> _Your objective_
From the first line of the data below through the line bearing "The query is: pink cloud", reproduce each line exactly; do not include pictures.
[[ Records for this task open ]]
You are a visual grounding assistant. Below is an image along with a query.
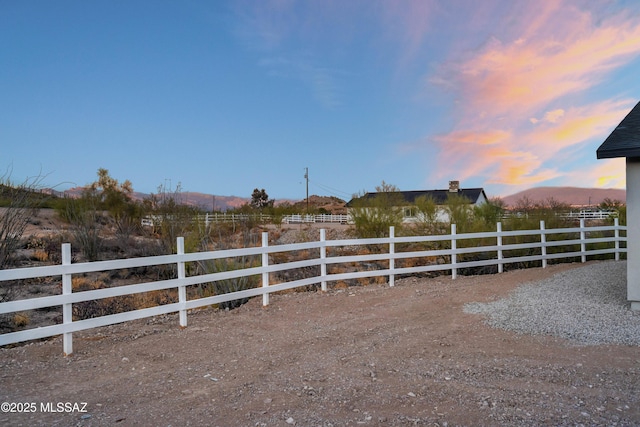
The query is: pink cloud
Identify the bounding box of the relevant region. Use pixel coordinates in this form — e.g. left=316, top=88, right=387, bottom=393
left=428, top=4, right=640, bottom=192
left=430, top=98, right=633, bottom=192
left=448, top=16, right=640, bottom=118
left=526, top=100, right=633, bottom=153
left=566, top=158, right=626, bottom=189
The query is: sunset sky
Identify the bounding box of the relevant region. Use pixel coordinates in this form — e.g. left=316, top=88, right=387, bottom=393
left=2, top=1, right=640, bottom=201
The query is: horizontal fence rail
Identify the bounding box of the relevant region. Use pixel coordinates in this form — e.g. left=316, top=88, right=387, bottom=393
left=0, top=219, right=626, bottom=354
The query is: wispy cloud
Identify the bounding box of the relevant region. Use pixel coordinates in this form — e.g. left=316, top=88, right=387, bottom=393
left=530, top=109, right=564, bottom=125
left=233, top=0, right=347, bottom=108
left=232, top=0, right=297, bottom=51
left=379, top=0, right=438, bottom=66
left=425, top=3, right=640, bottom=193
left=259, top=56, right=343, bottom=108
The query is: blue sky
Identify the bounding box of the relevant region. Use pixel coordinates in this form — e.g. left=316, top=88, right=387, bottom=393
left=2, top=1, right=640, bottom=201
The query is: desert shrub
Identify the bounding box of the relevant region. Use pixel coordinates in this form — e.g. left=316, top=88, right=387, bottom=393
left=291, top=266, right=322, bottom=291
left=411, top=195, right=441, bottom=236
left=71, top=276, right=105, bottom=292
left=71, top=275, right=178, bottom=320
left=31, top=250, right=49, bottom=262
left=444, top=193, right=474, bottom=233
left=143, top=191, right=203, bottom=254
left=195, top=230, right=261, bottom=310
left=13, top=313, right=29, bottom=327
left=0, top=311, right=30, bottom=333
left=58, top=193, right=104, bottom=261
left=128, top=238, right=166, bottom=258
left=350, top=182, right=405, bottom=239
left=197, top=257, right=260, bottom=309
left=73, top=295, right=139, bottom=320
left=0, top=173, right=47, bottom=268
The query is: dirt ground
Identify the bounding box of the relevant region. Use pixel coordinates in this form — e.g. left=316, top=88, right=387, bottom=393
left=1, top=262, right=639, bottom=427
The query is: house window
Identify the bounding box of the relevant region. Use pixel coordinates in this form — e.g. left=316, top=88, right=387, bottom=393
left=404, top=207, right=414, bottom=218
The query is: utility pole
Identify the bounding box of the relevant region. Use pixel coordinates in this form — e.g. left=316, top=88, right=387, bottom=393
left=305, top=167, right=309, bottom=214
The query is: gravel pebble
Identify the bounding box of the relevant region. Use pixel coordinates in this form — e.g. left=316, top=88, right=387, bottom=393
left=464, top=261, right=640, bottom=345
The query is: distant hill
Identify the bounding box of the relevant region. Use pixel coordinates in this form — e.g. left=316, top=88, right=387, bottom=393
left=51, top=187, right=346, bottom=212
left=56, top=187, right=251, bottom=211
left=171, top=192, right=249, bottom=211
left=286, top=195, right=347, bottom=214
left=501, top=187, right=626, bottom=208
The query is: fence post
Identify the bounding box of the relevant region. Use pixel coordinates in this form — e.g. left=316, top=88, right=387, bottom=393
left=262, top=232, right=269, bottom=306
left=497, top=222, right=503, bottom=273
left=580, top=218, right=586, bottom=263
left=320, top=229, right=327, bottom=292
left=389, top=226, right=395, bottom=287
left=540, top=220, right=547, bottom=269
left=62, top=243, right=73, bottom=356
left=451, top=224, right=457, bottom=280
left=177, top=237, right=187, bottom=328
left=614, top=217, right=620, bottom=261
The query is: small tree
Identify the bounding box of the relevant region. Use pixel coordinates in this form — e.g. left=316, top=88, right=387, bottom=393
left=92, top=168, right=141, bottom=243
left=473, top=197, right=505, bottom=229
left=350, top=181, right=404, bottom=238
left=250, top=188, right=273, bottom=210
left=513, top=196, right=535, bottom=217
left=57, top=168, right=141, bottom=259
left=413, top=194, right=440, bottom=235
left=445, top=192, right=473, bottom=232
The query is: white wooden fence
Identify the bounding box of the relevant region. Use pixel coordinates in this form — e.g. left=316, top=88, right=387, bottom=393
left=281, top=214, right=348, bottom=224
left=0, top=219, right=626, bottom=355
left=561, top=210, right=618, bottom=219
left=142, top=213, right=349, bottom=227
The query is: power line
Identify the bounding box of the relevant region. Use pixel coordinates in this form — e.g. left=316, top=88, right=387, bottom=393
left=308, top=179, right=353, bottom=199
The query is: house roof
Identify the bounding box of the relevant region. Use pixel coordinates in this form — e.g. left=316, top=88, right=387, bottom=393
left=346, top=188, right=487, bottom=207
left=597, top=100, right=640, bottom=159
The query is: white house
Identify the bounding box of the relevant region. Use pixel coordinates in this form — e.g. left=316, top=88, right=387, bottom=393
left=597, top=100, right=640, bottom=310
left=346, top=181, right=488, bottom=224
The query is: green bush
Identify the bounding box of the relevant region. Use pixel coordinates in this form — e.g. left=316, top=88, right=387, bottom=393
left=349, top=184, right=404, bottom=239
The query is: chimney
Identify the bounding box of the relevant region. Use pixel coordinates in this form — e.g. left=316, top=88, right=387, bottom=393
left=448, top=180, right=460, bottom=193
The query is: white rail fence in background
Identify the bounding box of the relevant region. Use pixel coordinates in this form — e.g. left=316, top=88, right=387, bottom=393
left=281, top=214, right=348, bottom=224
left=561, top=210, right=618, bottom=219
left=142, top=213, right=349, bottom=227
left=0, top=219, right=626, bottom=355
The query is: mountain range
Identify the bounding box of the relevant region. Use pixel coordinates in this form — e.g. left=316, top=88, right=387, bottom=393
left=53, top=188, right=346, bottom=212
left=500, top=187, right=626, bottom=207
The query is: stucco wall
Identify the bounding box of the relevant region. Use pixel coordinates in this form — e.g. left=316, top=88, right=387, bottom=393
left=627, top=158, right=640, bottom=310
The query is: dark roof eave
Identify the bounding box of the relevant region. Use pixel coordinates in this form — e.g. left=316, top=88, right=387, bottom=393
left=596, top=100, right=640, bottom=158
left=597, top=147, right=640, bottom=159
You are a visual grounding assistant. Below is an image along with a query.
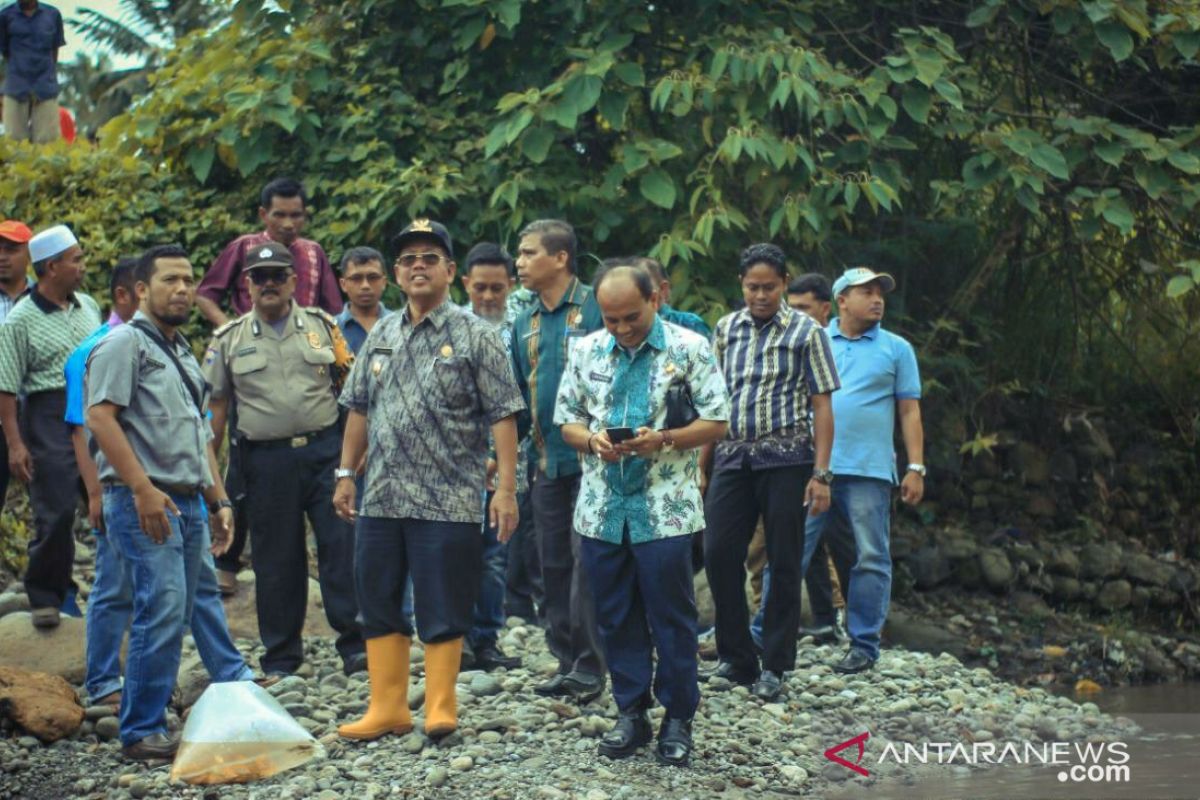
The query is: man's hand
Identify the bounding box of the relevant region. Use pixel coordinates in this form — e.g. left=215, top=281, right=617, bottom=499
left=490, top=489, right=519, bottom=543
left=333, top=478, right=357, bottom=522
left=485, top=458, right=498, bottom=492
left=900, top=471, right=925, bottom=505
left=134, top=485, right=179, bottom=544
left=589, top=431, right=621, bottom=463
left=209, top=506, right=234, bottom=555
left=8, top=441, right=33, bottom=484
left=804, top=478, right=831, bottom=517
left=86, top=493, right=103, bottom=531
left=619, top=427, right=665, bottom=458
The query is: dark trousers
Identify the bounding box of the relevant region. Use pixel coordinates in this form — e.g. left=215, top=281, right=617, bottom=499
left=531, top=470, right=603, bottom=677
left=806, top=538, right=837, bottom=626
left=503, top=489, right=541, bottom=620
left=20, top=391, right=80, bottom=609
left=581, top=532, right=699, bottom=719
left=704, top=463, right=811, bottom=673
left=469, top=491, right=506, bottom=649
left=214, top=404, right=248, bottom=574
left=355, top=516, right=480, bottom=643
left=243, top=427, right=362, bottom=673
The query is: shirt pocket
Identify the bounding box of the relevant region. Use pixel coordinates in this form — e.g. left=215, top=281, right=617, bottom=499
left=428, top=356, right=474, bottom=409
left=231, top=352, right=268, bottom=376
left=302, top=347, right=336, bottom=371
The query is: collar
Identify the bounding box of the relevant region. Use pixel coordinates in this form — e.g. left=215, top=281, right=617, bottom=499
left=733, top=304, right=792, bottom=330
left=29, top=283, right=81, bottom=314
left=538, top=276, right=585, bottom=314
left=604, top=315, right=666, bottom=356
left=830, top=317, right=879, bottom=340
left=249, top=302, right=297, bottom=336
left=130, top=310, right=187, bottom=348
left=338, top=304, right=391, bottom=328
left=401, top=298, right=452, bottom=329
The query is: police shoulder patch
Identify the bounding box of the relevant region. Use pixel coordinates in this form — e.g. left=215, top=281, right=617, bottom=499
left=303, top=307, right=338, bottom=327
left=212, top=316, right=247, bottom=339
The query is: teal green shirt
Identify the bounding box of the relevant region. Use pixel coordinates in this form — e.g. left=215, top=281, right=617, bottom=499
left=660, top=304, right=712, bottom=339
left=510, top=277, right=603, bottom=478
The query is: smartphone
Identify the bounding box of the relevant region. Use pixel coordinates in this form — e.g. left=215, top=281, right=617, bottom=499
left=606, top=427, right=637, bottom=443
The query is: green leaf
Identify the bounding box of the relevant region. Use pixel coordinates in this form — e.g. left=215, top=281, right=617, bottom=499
left=521, top=127, right=555, bottom=163
left=1093, top=141, right=1126, bottom=166
left=1167, top=149, right=1200, bottom=174
left=966, top=4, right=999, bottom=27
left=184, top=144, right=216, bottom=183
left=932, top=77, right=963, bottom=109
left=1030, top=143, right=1070, bottom=179
left=1175, top=31, right=1200, bottom=61
left=901, top=85, right=931, bottom=123
left=1166, top=275, right=1195, bottom=299
left=562, top=74, right=604, bottom=117
left=911, top=47, right=945, bottom=87
left=639, top=168, right=677, bottom=209
left=1100, top=197, right=1134, bottom=232
left=620, top=143, right=649, bottom=173
left=962, top=154, right=1003, bottom=189
left=612, top=62, right=645, bottom=87
left=1134, top=163, right=1172, bottom=199
left=597, top=91, right=629, bottom=129
left=1095, top=21, right=1134, bottom=61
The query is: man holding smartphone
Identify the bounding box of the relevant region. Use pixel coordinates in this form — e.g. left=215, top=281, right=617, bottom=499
left=556, top=260, right=729, bottom=767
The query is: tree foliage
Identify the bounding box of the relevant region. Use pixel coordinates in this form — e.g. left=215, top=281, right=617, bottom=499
left=5, top=0, right=1200, bottom=457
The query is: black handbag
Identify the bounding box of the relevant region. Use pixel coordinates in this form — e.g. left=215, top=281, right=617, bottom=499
left=664, top=377, right=699, bottom=429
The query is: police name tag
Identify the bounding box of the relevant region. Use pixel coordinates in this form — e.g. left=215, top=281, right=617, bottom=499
left=588, top=371, right=613, bottom=383
left=236, top=346, right=257, bottom=357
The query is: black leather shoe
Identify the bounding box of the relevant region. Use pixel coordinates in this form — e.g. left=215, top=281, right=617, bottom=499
left=534, top=672, right=572, bottom=697
left=701, top=660, right=758, bottom=687
left=832, top=649, right=875, bottom=674
left=751, top=669, right=784, bottom=701
left=474, top=642, right=521, bottom=671
left=597, top=708, right=652, bottom=759
left=342, top=652, right=368, bottom=676
left=121, top=731, right=180, bottom=761
left=655, top=718, right=693, bottom=767
left=562, top=672, right=606, bottom=704
left=798, top=623, right=841, bottom=645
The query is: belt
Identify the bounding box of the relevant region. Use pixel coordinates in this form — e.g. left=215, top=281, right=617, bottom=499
left=103, top=479, right=203, bottom=497
left=244, top=424, right=339, bottom=450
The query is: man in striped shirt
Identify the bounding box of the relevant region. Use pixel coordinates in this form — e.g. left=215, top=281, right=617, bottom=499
left=703, top=243, right=839, bottom=702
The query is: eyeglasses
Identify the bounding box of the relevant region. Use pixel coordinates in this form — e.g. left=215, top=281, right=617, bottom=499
left=342, top=273, right=386, bottom=285
left=396, top=252, right=445, bottom=269
left=248, top=268, right=292, bottom=286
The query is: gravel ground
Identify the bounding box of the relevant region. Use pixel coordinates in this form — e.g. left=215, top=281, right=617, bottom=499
left=0, top=620, right=1141, bottom=800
[[ Records for this task closed ]]
> _Solved problem_
You are a visual grounding assistant. Below is an image along with a query.
The query is: pink cloud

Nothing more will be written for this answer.